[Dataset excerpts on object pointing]
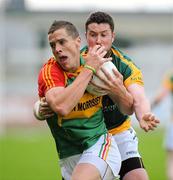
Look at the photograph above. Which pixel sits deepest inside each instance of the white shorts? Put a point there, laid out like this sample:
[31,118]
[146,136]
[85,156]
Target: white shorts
[104,155]
[169,137]
[127,143]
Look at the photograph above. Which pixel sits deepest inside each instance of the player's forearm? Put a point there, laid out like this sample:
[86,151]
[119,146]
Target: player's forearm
[62,102]
[124,100]
[141,106]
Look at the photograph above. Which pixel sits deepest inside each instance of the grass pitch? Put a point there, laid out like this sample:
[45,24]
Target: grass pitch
[30,154]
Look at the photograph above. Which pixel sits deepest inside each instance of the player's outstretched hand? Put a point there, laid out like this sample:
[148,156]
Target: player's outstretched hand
[149,122]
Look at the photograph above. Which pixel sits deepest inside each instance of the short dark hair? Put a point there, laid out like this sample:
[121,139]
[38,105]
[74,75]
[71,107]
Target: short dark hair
[100,17]
[70,28]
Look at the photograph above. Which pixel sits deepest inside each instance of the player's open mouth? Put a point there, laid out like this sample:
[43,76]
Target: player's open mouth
[63,59]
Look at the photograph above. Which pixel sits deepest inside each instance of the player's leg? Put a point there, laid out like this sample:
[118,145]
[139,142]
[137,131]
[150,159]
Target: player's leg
[133,169]
[169,151]
[170,164]
[67,165]
[132,166]
[101,161]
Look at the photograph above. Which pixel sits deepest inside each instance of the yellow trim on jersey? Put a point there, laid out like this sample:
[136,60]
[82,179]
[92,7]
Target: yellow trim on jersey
[126,125]
[88,105]
[136,76]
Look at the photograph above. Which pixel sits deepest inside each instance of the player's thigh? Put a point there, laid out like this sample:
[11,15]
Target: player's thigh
[104,158]
[67,166]
[136,174]
[127,143]
[85,171]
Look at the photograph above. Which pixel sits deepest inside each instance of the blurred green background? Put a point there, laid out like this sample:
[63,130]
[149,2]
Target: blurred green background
[144,31]
[31,155]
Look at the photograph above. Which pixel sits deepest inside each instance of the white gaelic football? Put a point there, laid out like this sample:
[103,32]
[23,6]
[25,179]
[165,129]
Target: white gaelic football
[36,111]
[92,89]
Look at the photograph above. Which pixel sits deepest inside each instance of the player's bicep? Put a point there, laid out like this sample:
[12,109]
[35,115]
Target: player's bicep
[53,95]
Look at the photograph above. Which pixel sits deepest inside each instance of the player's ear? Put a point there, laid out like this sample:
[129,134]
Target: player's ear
[78,41]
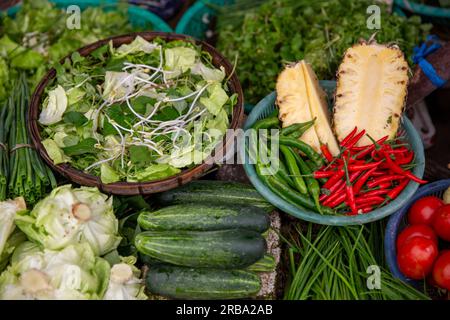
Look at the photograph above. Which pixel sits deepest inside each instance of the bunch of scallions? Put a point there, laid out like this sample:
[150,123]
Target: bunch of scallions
[342,263]
[22,172]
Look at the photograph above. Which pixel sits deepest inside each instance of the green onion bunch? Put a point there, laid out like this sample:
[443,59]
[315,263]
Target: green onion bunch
[25,175]
[332,263]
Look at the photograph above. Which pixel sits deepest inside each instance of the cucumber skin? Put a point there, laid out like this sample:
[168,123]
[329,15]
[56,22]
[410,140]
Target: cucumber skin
[203,249]
[200,217]
[266,264]
[212,191]
[189,283]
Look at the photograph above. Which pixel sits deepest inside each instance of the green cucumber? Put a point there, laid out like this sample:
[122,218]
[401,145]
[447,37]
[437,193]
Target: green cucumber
[211,191]
[203,217]
[266,264]
[188,283]
[203,249]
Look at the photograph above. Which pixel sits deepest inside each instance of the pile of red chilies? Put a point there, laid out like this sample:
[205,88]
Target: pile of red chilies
[362,179]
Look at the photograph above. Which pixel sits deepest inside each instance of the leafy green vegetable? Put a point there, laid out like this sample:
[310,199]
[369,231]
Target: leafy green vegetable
[8,241]
[55,107]
[139,112]
[37,36]
[84,146]
[154,172]
[54,152]
[76,118]
[108,174]
[264,35]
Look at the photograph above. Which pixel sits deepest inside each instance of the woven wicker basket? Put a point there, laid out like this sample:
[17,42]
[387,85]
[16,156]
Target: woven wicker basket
[135,188]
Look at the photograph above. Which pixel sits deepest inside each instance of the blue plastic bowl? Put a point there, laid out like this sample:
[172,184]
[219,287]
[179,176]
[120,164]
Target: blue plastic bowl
[398,221]
[266,106]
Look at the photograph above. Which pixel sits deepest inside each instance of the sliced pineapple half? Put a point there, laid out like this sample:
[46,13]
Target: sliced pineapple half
[371,91]
[300,99]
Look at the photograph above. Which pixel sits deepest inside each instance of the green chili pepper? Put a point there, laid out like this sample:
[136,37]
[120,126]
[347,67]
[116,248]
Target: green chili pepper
[266,123]
[294,196]
[291,164]
[311,183]
[296,130]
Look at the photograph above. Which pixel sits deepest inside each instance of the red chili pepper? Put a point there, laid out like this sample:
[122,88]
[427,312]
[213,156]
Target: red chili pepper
[326,152]
[368,200]
[358,184]
[354,140]
[333,190]
[349,189]
[335,178]
[338,187]
[336,200]
[323,174]
[397,169]
[369,149]
[377,173]
[384,185]
[385,178]
[405,159]
[365,209]
[348,137]
[396,191]
[365,166]
[378,192]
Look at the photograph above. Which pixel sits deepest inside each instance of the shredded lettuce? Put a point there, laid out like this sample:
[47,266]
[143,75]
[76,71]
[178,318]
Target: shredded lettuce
[55,107]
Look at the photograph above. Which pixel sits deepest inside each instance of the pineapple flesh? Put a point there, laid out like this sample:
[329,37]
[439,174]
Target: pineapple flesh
[371,91]
[300,99]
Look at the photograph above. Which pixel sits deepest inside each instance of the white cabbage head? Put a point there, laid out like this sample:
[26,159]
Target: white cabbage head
[69,216]
[124,282]
[73,273]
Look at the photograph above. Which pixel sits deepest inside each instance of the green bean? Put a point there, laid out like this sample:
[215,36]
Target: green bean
[295,197]
[304,148]
[311,183]
[266,123]
[296,130]
[293,168]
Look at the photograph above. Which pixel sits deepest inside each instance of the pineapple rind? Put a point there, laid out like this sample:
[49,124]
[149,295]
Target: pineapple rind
[371,91]
[319,109]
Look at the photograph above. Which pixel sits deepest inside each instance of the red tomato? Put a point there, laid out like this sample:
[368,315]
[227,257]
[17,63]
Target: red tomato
[419,230]
[421,212]
[416,257]
[441,270]
[441,222]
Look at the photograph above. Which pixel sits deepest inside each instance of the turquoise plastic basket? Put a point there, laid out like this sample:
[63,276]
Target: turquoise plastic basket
[398,221]
[428,13]
[138,17]
[265,107]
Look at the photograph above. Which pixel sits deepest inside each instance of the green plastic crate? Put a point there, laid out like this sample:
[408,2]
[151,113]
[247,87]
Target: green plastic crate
[266,106]
[196,20]
[138,16]
[431,14]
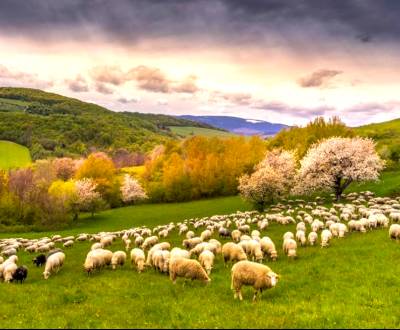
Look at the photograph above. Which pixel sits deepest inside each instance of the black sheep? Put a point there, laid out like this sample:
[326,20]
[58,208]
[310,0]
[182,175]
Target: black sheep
[40,260]
[20,274]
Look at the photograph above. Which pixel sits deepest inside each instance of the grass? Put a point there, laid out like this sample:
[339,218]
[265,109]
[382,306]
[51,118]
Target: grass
[13,155]
[185,131]
[353,283]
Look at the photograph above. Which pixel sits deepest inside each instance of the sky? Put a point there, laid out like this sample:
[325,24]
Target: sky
[274,60]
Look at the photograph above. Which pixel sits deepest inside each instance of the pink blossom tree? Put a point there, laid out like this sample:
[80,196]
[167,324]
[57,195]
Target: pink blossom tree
[273,177]
[131,190]
[336,162]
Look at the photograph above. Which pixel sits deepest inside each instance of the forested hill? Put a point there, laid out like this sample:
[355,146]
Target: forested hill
[54,125]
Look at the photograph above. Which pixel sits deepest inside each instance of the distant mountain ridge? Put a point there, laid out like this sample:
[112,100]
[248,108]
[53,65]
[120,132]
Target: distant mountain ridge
[239,125]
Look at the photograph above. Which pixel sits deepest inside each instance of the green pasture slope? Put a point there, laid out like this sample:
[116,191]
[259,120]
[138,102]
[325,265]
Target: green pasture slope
[13,155]
[185,131]
[353,283]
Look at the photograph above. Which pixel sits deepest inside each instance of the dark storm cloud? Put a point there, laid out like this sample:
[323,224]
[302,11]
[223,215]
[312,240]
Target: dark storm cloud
[230,21]
[319,78]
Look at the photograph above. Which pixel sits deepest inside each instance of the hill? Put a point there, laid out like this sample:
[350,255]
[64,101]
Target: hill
[239,125]
[185,131]
[387,137]
[13,155]
[54,125]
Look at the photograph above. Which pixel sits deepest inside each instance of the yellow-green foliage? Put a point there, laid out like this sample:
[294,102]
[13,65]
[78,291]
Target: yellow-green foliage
[200,167]
[301,138]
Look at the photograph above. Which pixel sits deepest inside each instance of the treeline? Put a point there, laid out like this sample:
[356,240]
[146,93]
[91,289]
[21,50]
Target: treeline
[54,125]
[200,167]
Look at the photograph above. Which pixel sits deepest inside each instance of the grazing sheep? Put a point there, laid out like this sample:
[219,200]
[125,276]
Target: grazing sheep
[187,268]
[138,258]
[118,259]
[290,247]
[205,235]
[68,244]
[39,260]
[53,264]
[206,259]
[233,252]
[268,247]
[288,235]
[20,274]
[394,231]
[301,237]
[236,235]
[312,238]
[259,276]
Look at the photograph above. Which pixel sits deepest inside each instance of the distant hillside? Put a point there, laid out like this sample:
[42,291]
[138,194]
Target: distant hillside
[387,137]
[239,125]
[54,125]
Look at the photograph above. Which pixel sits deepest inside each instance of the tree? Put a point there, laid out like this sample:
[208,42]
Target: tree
[273,177]
[88,199]
[131,190]
[336,162]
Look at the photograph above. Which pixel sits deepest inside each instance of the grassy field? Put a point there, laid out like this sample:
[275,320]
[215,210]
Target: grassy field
[353,283]
[185,131]
[13,155]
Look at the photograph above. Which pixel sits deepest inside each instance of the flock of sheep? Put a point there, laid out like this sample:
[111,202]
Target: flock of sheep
[246,248]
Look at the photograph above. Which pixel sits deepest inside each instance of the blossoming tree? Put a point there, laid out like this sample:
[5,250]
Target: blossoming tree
[273,177]
[336,162]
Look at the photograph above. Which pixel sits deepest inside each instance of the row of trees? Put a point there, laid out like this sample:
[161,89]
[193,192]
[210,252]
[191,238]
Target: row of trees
[332,164]
[52,193]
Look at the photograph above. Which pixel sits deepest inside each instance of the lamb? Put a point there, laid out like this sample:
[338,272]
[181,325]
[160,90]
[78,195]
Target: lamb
[206,259]
[205,235]
[20,274]
[259,276]
[394,231]
[39,260]
[312,238]
[268,247]
[188,268]
[289,247]
[326,236]
[118,259]
[301,237]
[53,264]
[68,244]
[233,252]
[138,258]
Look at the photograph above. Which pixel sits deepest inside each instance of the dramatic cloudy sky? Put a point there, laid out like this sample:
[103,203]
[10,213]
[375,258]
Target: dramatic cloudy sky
[281,61]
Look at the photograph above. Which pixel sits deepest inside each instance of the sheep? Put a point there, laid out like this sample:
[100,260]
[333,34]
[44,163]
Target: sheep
[179,253]
[138,258]
[118,259]
[394,231]
[20,274]
[259,276]
[96,246]
[312,238]
[288,235]
[326,236]
[236,235]
[53,264]
[206,259]
[9,270]
[289,247]
[233,252]
[188,268]
[39,260]
[301,237]
[68,244]
[149,242]
[205,235]
[268,247]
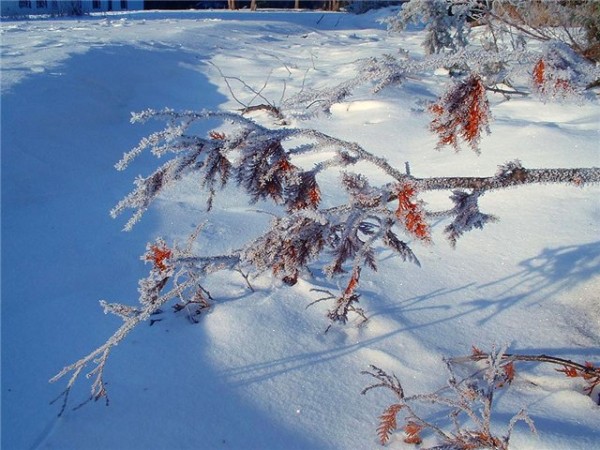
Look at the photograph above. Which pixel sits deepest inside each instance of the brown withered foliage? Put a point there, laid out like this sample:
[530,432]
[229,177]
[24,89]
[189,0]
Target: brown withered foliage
[463,112]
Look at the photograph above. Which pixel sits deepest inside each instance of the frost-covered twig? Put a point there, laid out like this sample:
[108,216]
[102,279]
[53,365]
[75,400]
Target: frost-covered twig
[468,401]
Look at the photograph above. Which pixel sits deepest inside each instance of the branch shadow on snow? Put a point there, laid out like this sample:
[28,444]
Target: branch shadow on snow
[64,133]
[553,271]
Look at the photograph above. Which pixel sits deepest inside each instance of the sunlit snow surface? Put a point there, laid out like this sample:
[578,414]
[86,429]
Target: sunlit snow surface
[258,372]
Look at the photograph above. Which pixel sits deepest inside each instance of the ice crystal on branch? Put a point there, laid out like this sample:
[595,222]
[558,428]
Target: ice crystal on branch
[466,215]
[468,402]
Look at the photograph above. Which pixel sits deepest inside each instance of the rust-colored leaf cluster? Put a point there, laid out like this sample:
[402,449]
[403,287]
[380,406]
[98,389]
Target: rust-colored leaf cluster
[412,431]
[216,135]
[411,214]
[462,112]
[158,254]
[387,423]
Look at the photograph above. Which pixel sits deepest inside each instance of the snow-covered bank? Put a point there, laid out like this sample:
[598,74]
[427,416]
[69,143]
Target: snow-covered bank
[257,371]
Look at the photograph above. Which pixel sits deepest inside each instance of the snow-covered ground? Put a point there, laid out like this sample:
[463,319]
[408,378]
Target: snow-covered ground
[258,372]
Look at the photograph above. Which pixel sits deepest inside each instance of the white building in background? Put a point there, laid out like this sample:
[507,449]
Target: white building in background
[61,7]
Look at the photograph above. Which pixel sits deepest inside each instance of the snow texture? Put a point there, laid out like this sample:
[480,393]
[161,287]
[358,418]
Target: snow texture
[257,371]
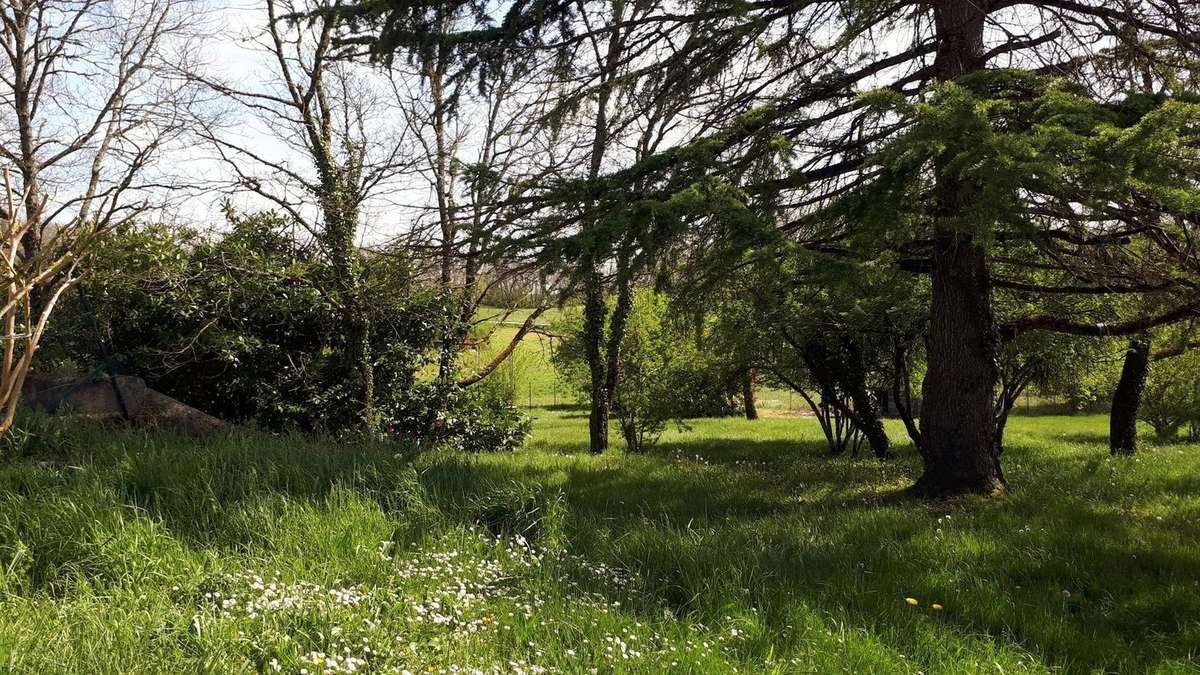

* _Requirement_: Copy the part of the records that opens with the line containing "the snow texture?" and runs through the end of the records, leaving the pictures out.

* _Expected answer_:
Look at the photograph above. Which pixel sits deepest inside each instance of the snow texture? Put a point there, laid out like this sample:
[480,393]
[161,287]
[358,418]
Target: snow texture
[257,371]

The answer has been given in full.